==== ENTRIES PROVIDED ====

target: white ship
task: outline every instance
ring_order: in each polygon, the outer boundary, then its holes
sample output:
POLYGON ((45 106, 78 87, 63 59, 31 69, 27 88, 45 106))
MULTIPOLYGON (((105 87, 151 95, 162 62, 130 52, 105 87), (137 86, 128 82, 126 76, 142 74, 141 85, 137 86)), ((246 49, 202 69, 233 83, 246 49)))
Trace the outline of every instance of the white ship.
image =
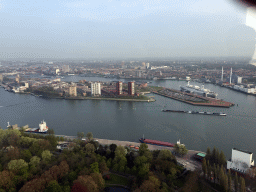
POLYGON ((186 93, 192 93, 192 94, 200 95, 203 97, 216 98, 218 96, 217 93, 210 91, 209 89, 205 89, 204 85, 202 85, 202 87, 199 87, 197 85, 190 85, 189 81, 186 86, 180 86, 180 90, 186 93))

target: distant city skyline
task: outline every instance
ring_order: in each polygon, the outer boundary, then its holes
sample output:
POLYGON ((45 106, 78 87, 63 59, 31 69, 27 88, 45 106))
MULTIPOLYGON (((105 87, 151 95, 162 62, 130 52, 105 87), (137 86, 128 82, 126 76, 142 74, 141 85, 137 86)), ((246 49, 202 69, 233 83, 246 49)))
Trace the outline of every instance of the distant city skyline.
POLYGON ((1 0, 0 59, 252 57, 246 15, 228 0, 1 0))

====

| PROBLEM TO SOLVE |
Reproduce all of the lines above verbatim, leaving out the pictures.

| OUTPUT OF THE EXERCISE |
target: white ship
task: outline every instance
ring_order: in each polygon, the outer boundary, then its holes
sample output:
POLYGON ((45 106, 78 87, 63 59, 31 69, 27 88, 45 106))
MULTIPOLYGON (((105 87, 151 95, 162 62, 130 52, 105 87), (137 86, 128 82, 126 76, 142 74, 141 85, 137 86)), ((246 49, 202 69, 233 83, 246 49)))
Trace the outline of every instance of the white ship.
image =
POLYGON ((186 93, 192 93, 192 94, 200 95, 203 97, 216 98, 218 96, 217 93, 210 91, 209 89, 205 89, 204 85, 202 85, 202 87, 199 87, 197 85, 190 85, 189 81, 186 86, 180 86, 180 90, 186 93))

target: distant city skyline
task: outline every instance
ring_order: in each polygon, the outer boundary, then its holes
sample output:
POLYGON ((45 106, 78 87, 63 59, 31 69, 27 88, 45 106))
MULTIPOLYGON (((105 87, 151 95, 162 62, 130 52, 105 87), (137 86, 128 82, 126 76, 142 74, 141 85, 137 86)), ((246 49, 202 69, 233 83, 246 49)))
Trace the outline of every instance of the distant city skyline.
POLYGON ((1 0, 0 59, 252 57, 246 15, 228 0, 1 0))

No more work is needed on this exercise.